Aim
Type every record exactly as it appears.
— begin Available records —
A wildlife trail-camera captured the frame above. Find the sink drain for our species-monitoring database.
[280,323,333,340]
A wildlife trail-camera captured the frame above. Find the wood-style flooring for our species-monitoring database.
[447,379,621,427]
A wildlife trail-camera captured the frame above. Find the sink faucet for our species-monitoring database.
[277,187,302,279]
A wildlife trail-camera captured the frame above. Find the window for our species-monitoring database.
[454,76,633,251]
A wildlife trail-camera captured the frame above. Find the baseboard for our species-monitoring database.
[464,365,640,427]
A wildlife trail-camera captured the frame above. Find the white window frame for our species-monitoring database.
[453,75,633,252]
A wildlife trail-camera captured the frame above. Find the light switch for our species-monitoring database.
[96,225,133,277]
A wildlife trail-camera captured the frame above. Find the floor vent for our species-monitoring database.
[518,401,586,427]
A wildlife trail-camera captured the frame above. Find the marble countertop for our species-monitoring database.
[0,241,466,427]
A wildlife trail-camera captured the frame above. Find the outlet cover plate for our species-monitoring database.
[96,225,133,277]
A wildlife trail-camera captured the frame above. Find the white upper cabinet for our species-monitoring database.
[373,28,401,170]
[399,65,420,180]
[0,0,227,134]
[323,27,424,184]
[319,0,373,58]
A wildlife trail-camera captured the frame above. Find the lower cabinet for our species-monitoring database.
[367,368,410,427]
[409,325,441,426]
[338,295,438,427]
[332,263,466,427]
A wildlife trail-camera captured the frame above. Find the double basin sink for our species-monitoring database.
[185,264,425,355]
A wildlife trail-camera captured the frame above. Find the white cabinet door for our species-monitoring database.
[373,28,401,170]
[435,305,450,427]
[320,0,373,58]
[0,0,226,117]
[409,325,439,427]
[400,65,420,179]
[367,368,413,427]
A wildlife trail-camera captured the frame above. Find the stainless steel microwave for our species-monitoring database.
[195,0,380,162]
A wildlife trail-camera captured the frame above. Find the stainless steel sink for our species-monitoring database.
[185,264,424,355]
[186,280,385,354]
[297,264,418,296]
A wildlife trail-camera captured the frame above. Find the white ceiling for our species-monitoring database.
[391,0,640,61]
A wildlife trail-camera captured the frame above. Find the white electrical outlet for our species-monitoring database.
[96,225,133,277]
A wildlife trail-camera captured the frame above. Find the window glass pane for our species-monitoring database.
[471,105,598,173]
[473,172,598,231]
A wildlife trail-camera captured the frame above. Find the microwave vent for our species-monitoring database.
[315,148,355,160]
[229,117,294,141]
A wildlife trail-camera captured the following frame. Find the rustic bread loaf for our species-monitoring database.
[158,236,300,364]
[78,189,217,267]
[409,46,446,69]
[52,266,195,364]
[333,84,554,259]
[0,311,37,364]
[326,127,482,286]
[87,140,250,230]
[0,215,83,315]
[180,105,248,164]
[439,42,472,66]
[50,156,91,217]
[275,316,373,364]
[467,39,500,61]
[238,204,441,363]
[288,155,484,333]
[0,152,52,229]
— end Available records —
Correct answer
A wildlife trail-camera captured the frame above. Find the sink drain for our species-monitoring database.
[280,323,333,340]
A wildlife trail-camera captured the frame above. Find the wood-style flooring for our species-monitoring database.
[447,379,621,427]
A wildlife trail-camera captured the frame above. Find the sink faucet for our species-monitoring database.
[277,187,302,279]
A wildlife trail-camera captured the frame above. Find the window for our species-monitoring database.
[454,76,633,251]
A wildlife trail-camera captured the frame above. Find the baseboard for our species-monitoring database.
[464,365,640,427]
A wildlife trail-camera captured the frame above. Find the white window frame for our species-monitoring database.
[453,75,633,252]
A wildlife trail-camera captured the frame above. Find the light switch for our species-monitoring database.
[96,225,133,277]
A wildlife trail-camera captured the frame above. Find the floor vent for our species-monitoring database.
[518,401,586,427]
A wildlife trail-camera captured the frame above. Find the marble countertop for our species-monitoring database.
[0,241,466,427]
A wildlife trail-camera captured the frame above. Find the outlet cover plate for our species-monitoring database.
[96,225,133,277]
A wildlife trail-camera captured the frame above. Find the white upper cabinet for our species-monitoring database.
[373,28,401,170]
[399,65,420,180]
[0,0,227,134]
[323,27,424,184]
[319,0,373,58]
A wildlife trail-camera captured the frame above. Find the lower cabinet for our species-monitoring database.
[367,368,410,427]
[409,325,441,426]
[338,295,438,427]
[332,263,466,427]
A wildlife trail-camera captured the frame above. Find the double basin sink for our species-monitoring database.
[185,264,425,355]
A wildlife trail-camera captured the frame above. Find the white cabinet door for our species-monitoring database.
[373,28,401,170]
[435,305,450,427]
[320,0,373,58]
[0,0,226,117]
[409,325,439,427]
[400,65,420,179]
[367,368,413,427]
A wildlife trail-camera captured the frame above. Find the stainless steel microwave for our species-monitoring database.
[195,0,380,162]
A wildlife trail-camera captured the frame above. Find the stainless steel sink for our species-monitoring database.
[185,264,424,355]
[186,280,385,354]
[297,264,418,296]
A wildlife trail-camera captured the frame above. Find the white ceiling for our species-monitoring database.
[391,0,640,61]
A wildlife trail-camera captured the frame above. Find the white electrical outlet for our species-monitoring database.
[96,225,133,277]
A wildlife trail-camera captured the frame above. Find the window glass pane for our species-monitoring database.
[471,105,598,173]
[473,172,598,231]
A wildlife trail-camera captured the frame above. Find the microwave vent for our species-monitoring database.
[315,148,355,160]
[229,117,294,141]
A wildlife trail-camera captured the following frame. Find the rustic bread loaf for our species-monitoring database.
[158,236,300,364]
[78,189,217,267]
[409,46,446,69]
[52,266,195,364]
[333,84,554,259]
[0,311,37,364]
[326,127,482,286]
[87,140,250,230]
[0,215,83,315]
[180,105,248,164]
[439,42,472,66]
[50,156,91,217]
[275,316,373,364]
[467,39,500,61]
[238,204,441,363]
[288,155,484,333]
[0,152,52,229]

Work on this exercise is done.